Exercise tasks
• a. Rewrite the rows starting at the line that contains "Guideline: one keypoint for each instance of the tyre" and ending at the last of the rows, changing every "keypoint" to "marker" and leaving everything else the same. Leave the pictures out of your answer.
• b. Extend the text about the Catalogue of Endangered Languages, picking up after its last sentence.

Page text
● ● ● ● ●
Learn about the Catalogue of Endangered Languages, the research project which provides the language information you see on the ELP site.
Of the 7,000 or so languages spoken on earth today, nearly half are in danger of being silenced within the next few generations. This is a humanitarian crisis of unprecedented scale and pace: as far as linguists and other scholars know, there has never been a time in human history when language diversity has faced such rapid destruction.
In order to learn about the current rates of language endangerment, or even to estimate the number and current status of the world’s endangered languages, we need a reliable source of information about the current state of language endangerment around the world. The Catalogue of Endangered Languages (ELCat) fulfills that need by providing information about language endangerment and vitality which is trusted and used by researchers, community organizations, policymakers, students, and other audiences worldwide.
The Catalogue is a resource which provides comprehensive, reliable, and up-to-date information about the current status of the endangered languages of the world, from the mid-20th century until the present. It provides a freely accessible database of language vitality information at a global scale, which is actively updated on an ongoing basis. It also gathers information about language vitality from multiple sources, and shares information from as many reliable people and publications as possible, rather than only presenting one source of information.
The Catalogue aims to inform and support scholars, revitalization practitioners, language advocates, educators, policymakers, and the general public by sharing all of this information freely. We believe that sharing information about language vitality and endangerment can support people to reverse this global crisis and create positive, pro-active responses to language endangerment.
The Catalogue of Endangered Languages (ELCat) is developed, published, and maintained by the University of Hawaiʻi at Mānoa (UHM) Department of Linguistics, under the direction of Dr. Gary Holton. It is published online through the website of the Endangered Languages Project, which has partnered with UHM and the Catalogue since its launch in 2012.
For more details about the Catalogue, the language information contained in it, and how that information can be used in language documentation and revitalization, research, and policy, see the book Cataloguing the World’s Endangered Languages (2018).
It is important to make clear what the Catalogue does and does not contain, and what it does and does not do. The way language vitality is represented here can be very useful, but it is not the only way of representing or understanding language vitality.
The Catalogue is a database of quantitative information (numbers and measurements). It shares information like estimated number of speakers, degree of intergenerational transmission (whether children are learning a language), and domains of use (what parts of life a language is used in). The Catalogue does not represent the qualitative (experiences, stories, perceptions, emotions) aspects of language vitality and endangerment.
● ● ● ● ●
Excerpted data
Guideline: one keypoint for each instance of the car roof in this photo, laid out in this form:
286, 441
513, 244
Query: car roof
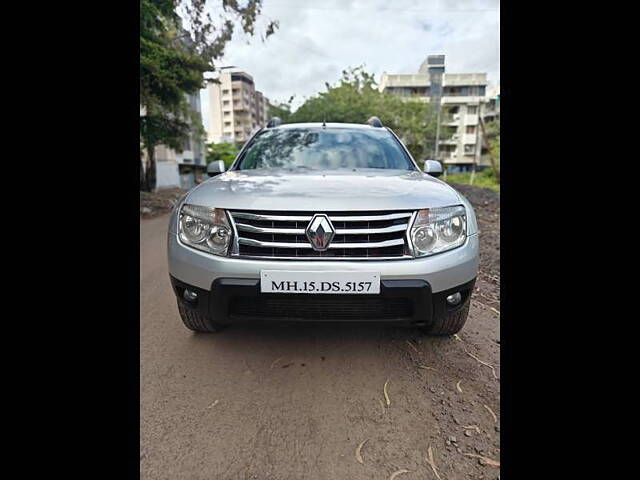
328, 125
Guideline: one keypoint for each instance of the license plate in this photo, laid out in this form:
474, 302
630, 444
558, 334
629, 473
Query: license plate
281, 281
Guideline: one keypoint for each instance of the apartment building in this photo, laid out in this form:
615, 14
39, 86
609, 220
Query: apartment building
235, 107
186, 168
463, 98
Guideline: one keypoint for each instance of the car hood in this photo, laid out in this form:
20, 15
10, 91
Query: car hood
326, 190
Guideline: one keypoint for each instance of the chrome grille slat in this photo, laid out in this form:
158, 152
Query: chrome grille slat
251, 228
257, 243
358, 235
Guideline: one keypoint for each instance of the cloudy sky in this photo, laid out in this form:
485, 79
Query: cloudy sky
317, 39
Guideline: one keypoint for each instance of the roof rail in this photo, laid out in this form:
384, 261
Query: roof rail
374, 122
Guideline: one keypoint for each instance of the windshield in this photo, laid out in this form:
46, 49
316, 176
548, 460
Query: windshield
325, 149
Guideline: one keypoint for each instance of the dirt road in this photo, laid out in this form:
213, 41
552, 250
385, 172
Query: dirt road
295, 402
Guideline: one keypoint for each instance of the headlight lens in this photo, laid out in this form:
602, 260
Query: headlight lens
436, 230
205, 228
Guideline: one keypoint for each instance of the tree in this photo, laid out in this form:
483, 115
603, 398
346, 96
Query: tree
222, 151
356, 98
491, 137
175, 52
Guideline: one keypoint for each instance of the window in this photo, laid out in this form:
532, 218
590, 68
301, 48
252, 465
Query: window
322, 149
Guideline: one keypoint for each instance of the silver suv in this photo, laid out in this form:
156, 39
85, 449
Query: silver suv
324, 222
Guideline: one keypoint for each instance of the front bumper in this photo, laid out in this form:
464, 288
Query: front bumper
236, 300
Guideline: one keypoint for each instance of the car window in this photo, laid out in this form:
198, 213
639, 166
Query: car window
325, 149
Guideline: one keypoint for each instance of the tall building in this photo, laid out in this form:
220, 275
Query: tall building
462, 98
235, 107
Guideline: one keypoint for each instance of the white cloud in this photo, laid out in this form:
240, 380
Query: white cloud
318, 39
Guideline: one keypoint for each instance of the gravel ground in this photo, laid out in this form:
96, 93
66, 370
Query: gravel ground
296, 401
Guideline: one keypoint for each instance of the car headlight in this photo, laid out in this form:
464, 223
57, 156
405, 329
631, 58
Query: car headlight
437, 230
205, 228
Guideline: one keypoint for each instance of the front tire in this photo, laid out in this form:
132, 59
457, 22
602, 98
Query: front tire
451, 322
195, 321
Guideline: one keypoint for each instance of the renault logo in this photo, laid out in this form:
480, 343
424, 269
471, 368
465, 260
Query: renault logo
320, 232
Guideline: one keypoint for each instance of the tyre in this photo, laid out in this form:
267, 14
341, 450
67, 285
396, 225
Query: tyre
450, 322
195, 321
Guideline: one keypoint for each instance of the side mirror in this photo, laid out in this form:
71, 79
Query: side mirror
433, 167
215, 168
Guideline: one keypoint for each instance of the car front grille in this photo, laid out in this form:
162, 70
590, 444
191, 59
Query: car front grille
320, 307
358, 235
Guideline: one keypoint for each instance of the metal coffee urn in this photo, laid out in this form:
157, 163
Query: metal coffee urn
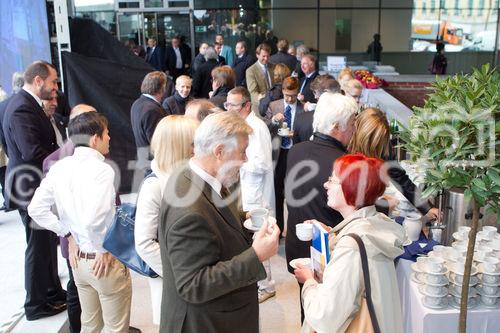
● ● ● ● ●
The responses
• a.
Guideline: one marker for each instance of the tyre in this photo, laid out in this form:
267, 14
341, 450
67, 285
396, 225
Query: tyre
450, 322
195, 321
Guideline: one marker for each instance of the side mirror in this photo, laid out in this form:
71, 79
Query: side mirror
433, 167
215, 168
Guideline: one marker for each instance of the car front grille in this photo, laid out in this form:
162, 70
590, 444
191, 59
Query: car front grille
320, 307
358, 235
Guideline: one marker for each instance of the metal coffee urn in this photo, laid out in this form:
157, 163
Query: metal coffee urn

• b.
Quantitative information, like what’s contained in the Catalogue, can be very useful for looking at broad global patterns of language vitality and endangerment. Using numbers and measurements makes it possible to compare the vitality of thousands of languages across every continent, in a general way. However, numbers cannot represent or describe the importance, meanings, or experiences of language loss or reclamation.
There is a lot of good writing and scholarship about the use of numbers to measure language vitality and endangerment. This body of work addresses the ways that quantitative research can both create incomplete or harmful understandings of language endangerment, as well as the ways numbers and statistics can be used to advocate for language revitalization and rights.
The information in the Catalogue is gathered from a wide range of places. The Catalogue project does not conduct firsthand research or fieldwork. Much of the information comes from published sources: books, journal articles, censuses, conference talks, and so on. The Catalogue research team regularly reviews new publications, and adds the information from these publications to the database.
We also gather information directly from individuals and organizations. Through our well-developed global networks, the Catalogue team and ELP are in touch with community organizations, academic institutions, NGOs, revitalization programs, scholars, tribal entities, and others who have firsthand knowledge about a language’s vitality. We invite our network to share information with us about the languages and language communities they are working with.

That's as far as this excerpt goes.